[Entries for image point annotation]
####

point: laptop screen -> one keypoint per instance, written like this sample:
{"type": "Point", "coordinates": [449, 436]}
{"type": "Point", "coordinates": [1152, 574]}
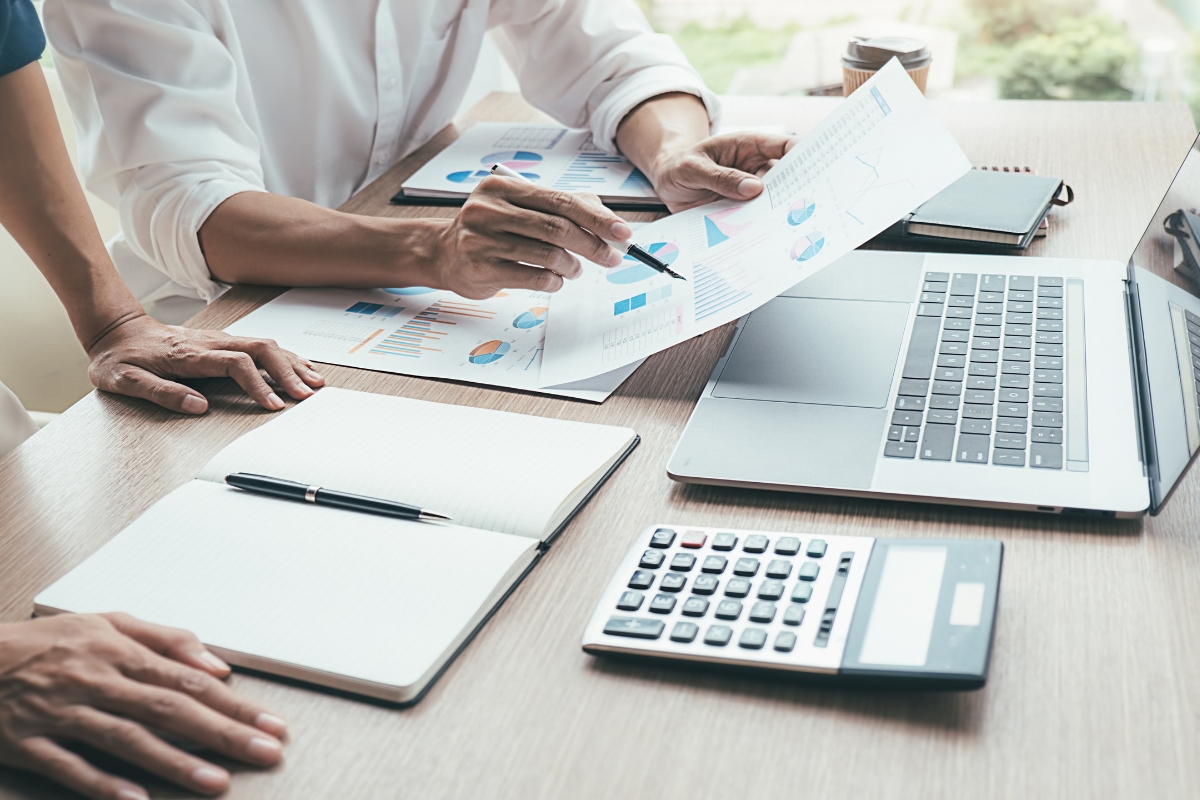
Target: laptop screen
{"type": "Point", "coordinates": [1169, 329]}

####

• PROBLEM DESCRIPTION: Write out all of the entries above line by line, without changing any character, and omit the pictures.

• WRITTEN REPLY:
point: laptop screen -> one keypoint per instance, written like this sample:
{"type": "Point", "coordinates": [449, 436]}
{"type": "Point", "coordinates": [1152, 574]}
Target: laptop screen
{"type": "Point", "coordinates": [1169, 329]}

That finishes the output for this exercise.